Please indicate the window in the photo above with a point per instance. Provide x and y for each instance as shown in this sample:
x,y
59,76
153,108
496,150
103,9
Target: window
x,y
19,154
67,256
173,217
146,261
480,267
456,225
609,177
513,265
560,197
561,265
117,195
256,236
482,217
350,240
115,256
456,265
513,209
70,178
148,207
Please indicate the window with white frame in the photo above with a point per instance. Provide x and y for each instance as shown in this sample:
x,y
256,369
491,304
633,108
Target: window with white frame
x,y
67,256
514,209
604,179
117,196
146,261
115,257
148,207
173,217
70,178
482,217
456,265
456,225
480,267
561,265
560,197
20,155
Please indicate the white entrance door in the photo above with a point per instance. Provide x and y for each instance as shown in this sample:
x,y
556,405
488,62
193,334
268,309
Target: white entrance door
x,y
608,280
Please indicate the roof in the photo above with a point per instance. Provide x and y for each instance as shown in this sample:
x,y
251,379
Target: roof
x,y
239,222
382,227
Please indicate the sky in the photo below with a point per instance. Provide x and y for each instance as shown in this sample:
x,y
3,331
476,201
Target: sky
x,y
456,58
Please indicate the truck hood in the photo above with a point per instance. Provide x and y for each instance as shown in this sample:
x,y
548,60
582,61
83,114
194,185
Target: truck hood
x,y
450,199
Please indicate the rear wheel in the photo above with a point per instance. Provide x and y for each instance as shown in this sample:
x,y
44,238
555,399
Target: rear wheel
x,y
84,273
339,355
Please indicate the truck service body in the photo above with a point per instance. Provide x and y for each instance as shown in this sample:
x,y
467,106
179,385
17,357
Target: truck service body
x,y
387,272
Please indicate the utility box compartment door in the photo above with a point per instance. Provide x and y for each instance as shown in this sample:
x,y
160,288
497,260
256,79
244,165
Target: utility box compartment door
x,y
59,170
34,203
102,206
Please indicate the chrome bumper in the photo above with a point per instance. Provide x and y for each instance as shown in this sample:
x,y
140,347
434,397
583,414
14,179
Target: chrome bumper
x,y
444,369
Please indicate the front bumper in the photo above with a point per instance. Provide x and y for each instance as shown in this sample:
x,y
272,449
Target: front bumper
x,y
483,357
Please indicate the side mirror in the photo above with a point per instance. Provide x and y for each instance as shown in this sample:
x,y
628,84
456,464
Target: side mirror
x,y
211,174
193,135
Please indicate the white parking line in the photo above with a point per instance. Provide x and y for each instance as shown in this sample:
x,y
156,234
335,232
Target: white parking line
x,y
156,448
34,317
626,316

★ ★ ★ ★

_The problem:_ Reproduce, word for word, every line starting at the line that contains "Please indicate the front" and ending with the final line of the entries.

_Exercise result:_
Please indicate the front bumper in the photo above with a point per instance. Provide x and y for each instance as shown in this sample:
x,y
272,449
Target: front bumper
x,y
483,357
Please indicate the side mirror in the photo above with a point per instance. Provide x and y for each instance as shown in this sample:
x,y
628,84
456,464
Target: side mirror
x,y
211,174
193,135
Please indicate the white parking line in the photo above with a point per instance. Provide x and y for each instance as shown in this sample:
x,y
156,234
335,232
Target: white parking line
x,y
156,448
34,317
626,316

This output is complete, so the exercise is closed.